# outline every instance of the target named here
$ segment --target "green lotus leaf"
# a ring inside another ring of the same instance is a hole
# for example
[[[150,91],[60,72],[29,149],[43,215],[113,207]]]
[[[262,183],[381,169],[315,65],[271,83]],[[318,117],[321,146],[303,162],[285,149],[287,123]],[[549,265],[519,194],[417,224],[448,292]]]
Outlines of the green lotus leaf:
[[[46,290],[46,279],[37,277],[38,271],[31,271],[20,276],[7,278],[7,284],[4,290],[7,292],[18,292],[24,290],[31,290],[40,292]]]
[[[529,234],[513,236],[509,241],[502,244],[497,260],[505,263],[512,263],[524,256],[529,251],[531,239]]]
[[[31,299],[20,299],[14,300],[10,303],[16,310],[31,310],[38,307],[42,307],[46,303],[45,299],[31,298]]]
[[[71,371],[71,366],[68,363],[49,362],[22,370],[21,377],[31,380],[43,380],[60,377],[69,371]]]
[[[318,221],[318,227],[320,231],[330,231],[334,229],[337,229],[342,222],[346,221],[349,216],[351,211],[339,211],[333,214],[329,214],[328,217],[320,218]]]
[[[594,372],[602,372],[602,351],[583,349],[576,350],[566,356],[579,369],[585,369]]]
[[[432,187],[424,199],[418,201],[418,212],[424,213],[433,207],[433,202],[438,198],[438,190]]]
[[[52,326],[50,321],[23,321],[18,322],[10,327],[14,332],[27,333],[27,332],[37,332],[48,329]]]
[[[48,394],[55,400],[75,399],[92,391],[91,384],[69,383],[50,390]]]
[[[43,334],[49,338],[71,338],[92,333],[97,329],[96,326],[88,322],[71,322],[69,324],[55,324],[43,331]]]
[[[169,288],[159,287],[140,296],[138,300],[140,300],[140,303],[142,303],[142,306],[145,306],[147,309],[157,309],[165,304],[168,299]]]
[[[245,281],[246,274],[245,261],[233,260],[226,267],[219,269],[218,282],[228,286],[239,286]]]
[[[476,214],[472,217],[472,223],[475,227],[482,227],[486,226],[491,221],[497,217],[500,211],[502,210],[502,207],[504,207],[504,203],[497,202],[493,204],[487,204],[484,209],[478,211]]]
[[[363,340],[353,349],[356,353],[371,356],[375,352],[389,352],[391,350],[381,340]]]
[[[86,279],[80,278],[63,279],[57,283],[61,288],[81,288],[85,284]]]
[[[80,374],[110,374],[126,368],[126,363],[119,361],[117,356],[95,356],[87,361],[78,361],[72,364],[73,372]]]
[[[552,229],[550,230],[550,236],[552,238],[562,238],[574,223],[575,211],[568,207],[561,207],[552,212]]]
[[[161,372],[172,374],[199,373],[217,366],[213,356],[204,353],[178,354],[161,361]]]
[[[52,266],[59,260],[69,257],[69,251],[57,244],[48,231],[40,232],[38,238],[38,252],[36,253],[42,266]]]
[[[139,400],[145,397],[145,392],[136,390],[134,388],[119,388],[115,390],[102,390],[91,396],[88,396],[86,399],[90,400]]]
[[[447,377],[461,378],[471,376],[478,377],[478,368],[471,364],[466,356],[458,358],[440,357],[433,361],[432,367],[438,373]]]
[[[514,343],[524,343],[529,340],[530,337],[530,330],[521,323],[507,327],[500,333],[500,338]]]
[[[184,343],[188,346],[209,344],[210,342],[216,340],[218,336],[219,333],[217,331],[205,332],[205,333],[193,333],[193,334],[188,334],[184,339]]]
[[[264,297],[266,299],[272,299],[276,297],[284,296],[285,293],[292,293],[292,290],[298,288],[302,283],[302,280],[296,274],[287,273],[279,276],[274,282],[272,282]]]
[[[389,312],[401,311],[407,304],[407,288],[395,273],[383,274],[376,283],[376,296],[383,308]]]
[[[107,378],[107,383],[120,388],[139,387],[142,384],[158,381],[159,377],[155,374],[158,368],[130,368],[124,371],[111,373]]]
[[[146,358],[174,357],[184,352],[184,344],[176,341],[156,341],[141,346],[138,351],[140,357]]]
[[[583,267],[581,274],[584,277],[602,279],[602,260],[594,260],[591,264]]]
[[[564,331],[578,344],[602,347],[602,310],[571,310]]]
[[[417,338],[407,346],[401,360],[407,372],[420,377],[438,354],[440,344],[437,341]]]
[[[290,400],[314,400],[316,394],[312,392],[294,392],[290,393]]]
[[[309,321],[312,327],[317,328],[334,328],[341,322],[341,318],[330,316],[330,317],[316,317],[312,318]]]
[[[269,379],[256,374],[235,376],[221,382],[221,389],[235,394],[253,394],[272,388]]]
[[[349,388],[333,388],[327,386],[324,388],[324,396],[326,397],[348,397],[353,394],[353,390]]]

§ §

▶ **WHAT YOU HAVE TO DO**
Write down all the entries again without a single difference.

▶ **EXERCISE RESPONSE**
# outline every instance of the target named here
$ segment --target "green lotus leaf"
# a ring inside another ring of the same instance is a hole
# for example
[[[150,91],[60,72],[29,149],[43,215],[113,207]]]
[[[262,183],[381,169],[315,65],[271,83]],[[318,117],[321,146],[303,162],[285,149],[287,123]],[[549,265],[519,194],[417,224],[448,292]]]
Outlines of the green lotus leaf:
[[[46,290],[46,279],[37,277],[38,271],[31,271],[20,276],[7,278],[7,284],[4,290],[7,292],[18,292],[24,290],[31,290],[40,292]]]
[[[529,234],[513,236],[509,241],[502,244],[497,260],[505,263],[512,263],[524,256],[529,251],[531,239]]]
[[[31,299],[20,299],[14,300],[10,303],[16,310],[31,310],[38,307],[42,307],[46,303],[45,299],[31,298]]]
[[[71,371],[71,366],[68,363],[49,362],[22,370],[21,377],[31,380],[43,380],[60,377],[69,371]]]
[[[318,221],[318,227],[320,231],[330,231],[334,229],[337,229],[342,222],[346,221],[349,216],[351,211],[339,211],[333,214],[329,214],[328,217],[320,218]]]
[[[594,372],[602,372],[602,351],[583,349],[576,350],[566,356],[579,369],[585,369]]]
[[[432,187],[424,199],[418,201],[418,212],[424,213],[433,207],[433,202],[438,198],[438,190]]]
[[[52,326],[50,321],[23,321],[18,322],[10,327],[14,332],[27,333],[27,332],[37,332],[48,329]]]
[[[48,394],[55,400],[75,399],[92,391],[91,384],[69,383],[50,390]]]
[[[43,334],[49,338],[71,338],[92,333],[97,329],[96,326],[88,322],[71,322],[69,324],[55,324],[43,331]]]
[[[169,288],[159,287],[140,296],[138,300],[140,300],[140,303],[142,303],[142,306],[145,306],[147,309],[157,309],[165,304],[168,299]]]
[[[245,281],[246,274],[245,261],[233,260],[226,267],[219,269],[218,282],[228,286],[239,286]]]
[[[476,214],[472,217],[472,223],[475,227],[482,227],[486,226],[491,221],[497,217],[500,211],[502,210],[502,207],[504,207],[504,203],[497,202],[493,204],[487,204],[484,209],[478,211]]]
[[[363,340],[353,349],[356,353],[371,356],[375,352],[389,352],[391,350],[381,340]]]
[[[86,279],[80,278],[63,279],[57,283],[61,288],[81,288],[85,284]]]
[[[80,374],[110,374],[126,368],[126,363],[119,361],[117,356],[95,356],[87,361],[78,361],[72,364],[73,372]]]
[[[552,229],[550,230],[550,236],[552,238],[562,238],[574,223],[575,211],[568,207],[561,207],[552,212]]]
[[[161,372],[172,374],[199,373],[217,366],[213,356],[204,353],[178,354],[161,361]]]
[[[52,266],[59,260],[69,257],[69,251],[57,244],[48,231],[40,232],[38,238],[38,252],[36,253],[42,266]]]
[[[139,400],[145,397],[145,392],[136,390],[134,388],[119,388],[115,390],[102,390],[91,396],[88,396],[86,399],[90,400]]]
[[[447,377],[461,378],[471,376],[478,377],[478,368],[471,364],[466,356],[458,358],[440,357],[433,361],[432,367],[438,373]]]
[[[514,343],[524,343],[529,340],[530,337],[530,330],[521,323],[507,327],[500,333],[500,338]]]
[[[184,343],[188,346],[209,344],[210,342],[216,340],[218,336],[219,333],[217,331],[205,332],[205,333],[193,333],[193,334],[188,334],[184,339]]]
[[[264,297],[266,299],[272,299],[276,297],[284,296],[285,293],[292,293],[292,290],[298,288],[302,283],[302,280],[296,274],[287,273],[279,276],[274,282],[272,282]]]
[[[389,312],[401,311],[407,304],[407,288],[395,273],[383,274],[376,283],[376,296],[383,308]]]
[[[107,378],[107,383],[120,388],[139,387],[142,384],[158,381],[159,377],[155,374],[158,368],[130,368],[124,371],[111,373]]]
[[[146,358],[174,357],[184,352],[184,344],[176,341],[156,341],[141,346],[138,351],[140,357]]]
[[[583,267],[581,274],[584,277],[602,279],[602,260],[594,260],[591,264]]]
[[[564,331],[578,344],[602,347],[602,310],[571,310]]]
[[[417,338],[407,346],[401,360],[407,372],[420,377],[438,354],[440,344],[437,341]]]
[[[290,400],[314,400],[316,394],[312,392],[294,392],[290,393]]]
[[[309,321],[312,327],[317,328],[334,328],[341,322],[341,318],[330,316],[330,317],[316,317],[312,318]]]
[[[269,379],[256,374],[235,376],[221,382],[221,389],[235,394],[253,394],[272,388]]]
[[[349,388],[333,388],[327,386],[324,388],[324,396],[326,397],[348,397],[353,394],[353,390]]]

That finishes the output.